2.3. Numerical Models

Simplified bridge models with three types of CFST-Y piers are built by using an open-source nonlinear finite-element analysis software OpenSees (v3.2.2, UC Berkeley, Berkeley, CA, USA) from the Pacific Earthquake Engineering Research Center [35], as shown in Figure 1a–c, respectively. The numerical models in this study were verified by using another commercial software called Midas/Civil [36]. In each model, the pier is simulated with fiber-based beam elements, whose typical cross-section is comprised of an outer thin-walled steel tube and confined concrete, as shown in Figure 3. The steel tubes are modeled with 12 outer-layer fibers with bilinear strain-hardening behavior at the elastic modulus (E_s) of Q345 steel in the first linear stage, and 0.01 E_s in the post-yielding stage. The confined concrete is divided into 48 fibers described by the Kent–Park model [37,38], which performs well in modeling both the concentrated and the distributed plastic hinges in CFSTs [6].

Piers connect to the deck by rigid links directly in monolithic bridges. While in bearing-supported bridges, piers connect to the deck through both rigid links and rubber bearings in series. In these cases, bearings are modeled with bilinear beam elements. A standard type of rubber pad bearings [39], with shear stiffness k_b at 4370 kN/m, serve as elastic links to support the deck. Two equivalent tributary masses for the pier systems are considered in this work, depending on the corresponding span length and deck material.

Stated exercise 1 - Turn the entries in the stretch from the line containing "birch tree and record the coordinates." through the end of the entries into a JSON list of strings, one string per line, with blank lines omitted.
Stated exercise 2 - Go on with the passage on numerical bridge models from the point where it stops.
The entries are unrelated to the passage on numerical bridge models.

(Entries from a point annotation set)

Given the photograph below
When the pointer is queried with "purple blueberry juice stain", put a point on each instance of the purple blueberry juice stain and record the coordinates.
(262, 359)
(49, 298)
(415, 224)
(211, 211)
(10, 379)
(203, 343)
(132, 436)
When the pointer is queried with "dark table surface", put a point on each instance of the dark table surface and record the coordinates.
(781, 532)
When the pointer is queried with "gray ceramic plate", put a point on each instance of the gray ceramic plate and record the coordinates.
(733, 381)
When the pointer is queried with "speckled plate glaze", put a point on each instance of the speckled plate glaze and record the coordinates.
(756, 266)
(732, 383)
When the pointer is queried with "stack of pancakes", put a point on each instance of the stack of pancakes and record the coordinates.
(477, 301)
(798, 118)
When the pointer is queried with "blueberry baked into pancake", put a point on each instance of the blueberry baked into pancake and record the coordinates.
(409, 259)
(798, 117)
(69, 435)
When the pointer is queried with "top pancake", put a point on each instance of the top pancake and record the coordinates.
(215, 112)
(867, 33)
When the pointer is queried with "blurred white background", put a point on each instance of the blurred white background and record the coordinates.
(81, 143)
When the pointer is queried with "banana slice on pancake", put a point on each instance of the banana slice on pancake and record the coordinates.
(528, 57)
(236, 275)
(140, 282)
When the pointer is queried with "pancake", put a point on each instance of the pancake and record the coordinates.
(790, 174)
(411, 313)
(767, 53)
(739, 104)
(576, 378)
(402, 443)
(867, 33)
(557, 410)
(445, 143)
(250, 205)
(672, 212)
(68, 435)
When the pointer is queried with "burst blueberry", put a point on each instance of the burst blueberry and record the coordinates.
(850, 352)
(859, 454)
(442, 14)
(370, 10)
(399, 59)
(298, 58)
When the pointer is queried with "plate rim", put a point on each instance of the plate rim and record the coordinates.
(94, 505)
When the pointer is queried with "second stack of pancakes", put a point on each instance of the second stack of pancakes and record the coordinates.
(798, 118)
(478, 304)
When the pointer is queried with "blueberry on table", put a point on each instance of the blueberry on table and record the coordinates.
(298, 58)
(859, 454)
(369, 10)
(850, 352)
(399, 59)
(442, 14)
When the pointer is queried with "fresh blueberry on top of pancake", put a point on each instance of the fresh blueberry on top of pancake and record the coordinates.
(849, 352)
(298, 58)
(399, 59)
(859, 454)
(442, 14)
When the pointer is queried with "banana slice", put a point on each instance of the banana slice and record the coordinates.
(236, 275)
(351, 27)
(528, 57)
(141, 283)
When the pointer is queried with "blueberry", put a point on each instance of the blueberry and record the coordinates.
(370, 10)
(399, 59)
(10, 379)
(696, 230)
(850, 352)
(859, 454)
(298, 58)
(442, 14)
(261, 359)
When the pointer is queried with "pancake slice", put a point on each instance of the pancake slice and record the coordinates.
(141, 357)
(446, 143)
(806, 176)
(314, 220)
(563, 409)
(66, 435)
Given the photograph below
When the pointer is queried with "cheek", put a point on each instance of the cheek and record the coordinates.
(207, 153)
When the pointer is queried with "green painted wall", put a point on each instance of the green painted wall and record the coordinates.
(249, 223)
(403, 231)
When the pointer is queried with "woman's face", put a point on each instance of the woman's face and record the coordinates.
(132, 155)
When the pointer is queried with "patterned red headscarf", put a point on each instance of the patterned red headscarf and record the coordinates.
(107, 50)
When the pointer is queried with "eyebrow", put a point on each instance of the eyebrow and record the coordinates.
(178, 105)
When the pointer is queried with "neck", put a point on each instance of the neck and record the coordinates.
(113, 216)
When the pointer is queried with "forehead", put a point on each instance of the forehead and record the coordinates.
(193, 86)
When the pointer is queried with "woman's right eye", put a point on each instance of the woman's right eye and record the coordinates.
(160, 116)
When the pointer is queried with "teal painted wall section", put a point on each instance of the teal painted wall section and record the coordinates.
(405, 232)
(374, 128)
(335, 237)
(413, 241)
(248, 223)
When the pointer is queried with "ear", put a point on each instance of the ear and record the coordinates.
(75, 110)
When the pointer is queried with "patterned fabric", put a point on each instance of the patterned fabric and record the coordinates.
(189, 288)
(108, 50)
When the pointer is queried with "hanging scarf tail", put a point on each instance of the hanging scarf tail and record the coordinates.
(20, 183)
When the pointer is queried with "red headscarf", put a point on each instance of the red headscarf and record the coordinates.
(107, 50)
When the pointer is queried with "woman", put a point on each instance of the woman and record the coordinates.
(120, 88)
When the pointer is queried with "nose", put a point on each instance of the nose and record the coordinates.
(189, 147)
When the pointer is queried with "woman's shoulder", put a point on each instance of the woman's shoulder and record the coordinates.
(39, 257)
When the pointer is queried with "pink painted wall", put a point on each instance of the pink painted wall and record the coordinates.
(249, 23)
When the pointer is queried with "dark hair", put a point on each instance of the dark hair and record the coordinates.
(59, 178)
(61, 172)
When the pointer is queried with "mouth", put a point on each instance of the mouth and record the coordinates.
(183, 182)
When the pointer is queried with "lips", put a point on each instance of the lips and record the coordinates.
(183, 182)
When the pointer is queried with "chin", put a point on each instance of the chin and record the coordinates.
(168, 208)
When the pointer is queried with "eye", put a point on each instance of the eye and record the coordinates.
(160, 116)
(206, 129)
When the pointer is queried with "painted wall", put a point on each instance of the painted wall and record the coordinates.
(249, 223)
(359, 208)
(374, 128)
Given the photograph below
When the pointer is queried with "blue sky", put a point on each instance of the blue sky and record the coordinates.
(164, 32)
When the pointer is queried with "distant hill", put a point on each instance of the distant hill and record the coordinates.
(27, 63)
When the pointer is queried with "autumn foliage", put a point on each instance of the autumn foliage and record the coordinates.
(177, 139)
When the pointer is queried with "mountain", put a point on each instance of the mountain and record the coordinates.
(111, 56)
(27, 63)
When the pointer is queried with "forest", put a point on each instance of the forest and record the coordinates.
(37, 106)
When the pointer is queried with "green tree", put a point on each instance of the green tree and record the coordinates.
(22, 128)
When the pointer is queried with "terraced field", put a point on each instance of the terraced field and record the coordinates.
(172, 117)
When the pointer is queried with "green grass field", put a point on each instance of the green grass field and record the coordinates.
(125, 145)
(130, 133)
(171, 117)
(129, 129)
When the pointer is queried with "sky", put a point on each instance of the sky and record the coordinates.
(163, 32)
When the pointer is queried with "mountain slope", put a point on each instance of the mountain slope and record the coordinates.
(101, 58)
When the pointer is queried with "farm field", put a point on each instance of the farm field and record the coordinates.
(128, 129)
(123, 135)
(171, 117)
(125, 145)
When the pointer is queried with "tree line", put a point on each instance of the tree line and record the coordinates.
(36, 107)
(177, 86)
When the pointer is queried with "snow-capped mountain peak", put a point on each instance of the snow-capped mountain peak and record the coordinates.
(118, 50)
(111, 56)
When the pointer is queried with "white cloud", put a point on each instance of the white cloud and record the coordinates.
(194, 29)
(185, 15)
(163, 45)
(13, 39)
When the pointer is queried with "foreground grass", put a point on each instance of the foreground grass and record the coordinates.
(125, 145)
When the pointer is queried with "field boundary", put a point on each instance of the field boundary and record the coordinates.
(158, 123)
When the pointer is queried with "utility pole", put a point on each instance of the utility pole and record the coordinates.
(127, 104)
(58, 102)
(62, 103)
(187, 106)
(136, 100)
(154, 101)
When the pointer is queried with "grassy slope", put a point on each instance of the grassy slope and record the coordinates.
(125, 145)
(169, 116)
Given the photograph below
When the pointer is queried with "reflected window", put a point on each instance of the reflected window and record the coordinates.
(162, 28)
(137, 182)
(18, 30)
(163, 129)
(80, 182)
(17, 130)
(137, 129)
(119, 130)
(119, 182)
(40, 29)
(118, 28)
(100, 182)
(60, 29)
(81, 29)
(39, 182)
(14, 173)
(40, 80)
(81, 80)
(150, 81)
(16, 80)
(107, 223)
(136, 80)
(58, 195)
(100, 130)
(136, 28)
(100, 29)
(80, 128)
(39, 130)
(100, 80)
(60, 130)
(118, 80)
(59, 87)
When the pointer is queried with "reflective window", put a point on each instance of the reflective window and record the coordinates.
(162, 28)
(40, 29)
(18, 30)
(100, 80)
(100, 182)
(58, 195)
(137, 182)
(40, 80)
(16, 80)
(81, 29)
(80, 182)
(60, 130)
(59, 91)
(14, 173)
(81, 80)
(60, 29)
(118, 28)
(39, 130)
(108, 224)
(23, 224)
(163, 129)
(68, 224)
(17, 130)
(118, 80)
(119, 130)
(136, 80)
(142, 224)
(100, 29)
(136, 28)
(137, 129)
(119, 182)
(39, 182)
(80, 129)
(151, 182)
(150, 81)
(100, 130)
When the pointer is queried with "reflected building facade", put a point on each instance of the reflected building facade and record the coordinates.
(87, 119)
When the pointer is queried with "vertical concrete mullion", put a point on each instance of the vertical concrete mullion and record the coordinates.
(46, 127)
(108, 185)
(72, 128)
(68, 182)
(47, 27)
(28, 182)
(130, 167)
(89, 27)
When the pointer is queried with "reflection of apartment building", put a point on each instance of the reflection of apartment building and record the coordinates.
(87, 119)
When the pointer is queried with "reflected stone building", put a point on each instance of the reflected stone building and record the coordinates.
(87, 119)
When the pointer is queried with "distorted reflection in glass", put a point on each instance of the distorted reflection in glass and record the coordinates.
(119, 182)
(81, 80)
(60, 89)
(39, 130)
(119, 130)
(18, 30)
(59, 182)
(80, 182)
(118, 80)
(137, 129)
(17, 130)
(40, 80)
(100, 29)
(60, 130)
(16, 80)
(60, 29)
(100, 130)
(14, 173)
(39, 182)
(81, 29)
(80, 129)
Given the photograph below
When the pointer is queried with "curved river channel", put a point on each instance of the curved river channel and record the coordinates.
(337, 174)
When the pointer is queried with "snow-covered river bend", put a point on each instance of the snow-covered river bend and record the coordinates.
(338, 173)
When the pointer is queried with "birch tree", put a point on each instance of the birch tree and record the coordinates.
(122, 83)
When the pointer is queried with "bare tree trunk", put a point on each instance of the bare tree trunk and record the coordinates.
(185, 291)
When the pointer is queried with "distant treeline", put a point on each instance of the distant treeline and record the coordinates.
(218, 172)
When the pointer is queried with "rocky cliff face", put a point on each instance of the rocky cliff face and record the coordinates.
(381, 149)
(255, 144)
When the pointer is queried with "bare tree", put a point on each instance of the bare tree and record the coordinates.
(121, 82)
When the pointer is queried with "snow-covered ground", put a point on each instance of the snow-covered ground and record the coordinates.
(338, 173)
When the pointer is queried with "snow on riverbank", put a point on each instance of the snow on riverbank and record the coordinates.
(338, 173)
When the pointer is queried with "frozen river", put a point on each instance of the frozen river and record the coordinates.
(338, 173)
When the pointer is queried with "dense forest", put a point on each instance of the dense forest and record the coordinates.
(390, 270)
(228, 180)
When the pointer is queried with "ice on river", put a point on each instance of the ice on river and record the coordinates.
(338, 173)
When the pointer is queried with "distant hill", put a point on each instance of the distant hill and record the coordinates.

Task output 1 -
[
  "When the pointer is queried with \"birch tree\", put a point on each instance of the birch tree and record the coordinates.",
  "(122, 83)",
  "When the pointer is queried with \"bare tree trunk\", put a point on each instance of the bare tree trunk and record the coordinates.",
  "(185, 291)",
  "When the pointer is queried with \"distant treeline\", put a point on each instance of the distant treeline and record the coordinates.",
  "(218, 172)",
  "When the pointer is queried with \"rocky cliff face\", put a point on each instance of the rocky cliff face and record the coordinates.",
  "(381, 149)",
  "(255, 144)",
  "When the pointer is queried with \"bare tree\", put a point on each instance of the bare tree and record the coordinates.",
  "(121, 82)",
  "When the pointer is queried with \"snow-covered ground\", put a point on each instance of the snow-covered ground and record the coordinates.",
  "(338, 173)",
  "When the pointer is queried with \"snow on riverbank\", put a point on each instance of the snow on riverbank and record the coordinates.",
  "(338, 173)",
  "When the pointer is queried with \"frozen river\", put a point on each instance of the frozen river and record the coordinates.",
  "(338, 173)",
  "When the pointer is queried with \"dense forest\", put a point on each instance of the dense forest and record the coordinates.",
  "(390, 270)",
  "(228, 180)",
  "When the pointer is queried with \"ice on river\", put a point on each instance of the ice on river and record the coordinates.",
  "(338, 173)",
  "When the pointer is queried with \"distant hill\", put a point on each instance of the distant hill and record the coordinates."
]

Task output 2 -
To prevent catastrophes under severe earthquakes, shear keys are usually installed to protect the bridge from unexpected failures. In both articulated piers, the shear limit of the bearings is assumed to be either 5 cm or 10 cm by nearly rigid restrainers. The shear limit can be modeled with a combined gap, composed of a compression gap and a tension gap in parallel, and then in series connected with an elastic spring with much larger elasticity, i.e., 5 times the shear elasticity of bearings. The shear keys are installed between each limb and the deck, preventing the deck from sliding when the shear deformations of bearings exceed the predefined shear limit. This detailing design is a necessary provision required by the seismic design codes in China [40] which can also ensure the ductility of CFST members exploited before the yielding of bearings.

3. Results and Discussion

3.1. Lateral Stiffnesses for Three Types of Y-Shaped Piers

Figure 4 shows the simplified diagrams of three types of Y-shaped piers made of CFST members. In each diagram, a wye approach pier consists of two inclined limbs (with identical height h₁ and top spacing d) and one vertical pier column (with height h₂). In the two connected limbs, the equivalent moment of inertia of each limb is I₁ and the inclined angle between the two limbs is 2α. The lower column, with the equivalent moment of inertia at I₂, connects the two upper limbs rigidly with a casting wye joint.

In this work, the piers systems are categorized by their pier–deck connections: the monolithic, the braced articulated, and the free articulated piers. For simplification, the shear deformation of CFST members is ignored. Thus, under the equivalent lateral static loading (P) on the bridge deck (with the effective mass of m), the lateral stiffnesses of the three equivalent SDF pier systems can be calculated by the following Equations (1), (3), and (6), respectively.

$$k_{p1}={\left(\frac{1}{k_{c1}}+\frac{1}{k_{c2}}\right)}^{-1}$$

(1)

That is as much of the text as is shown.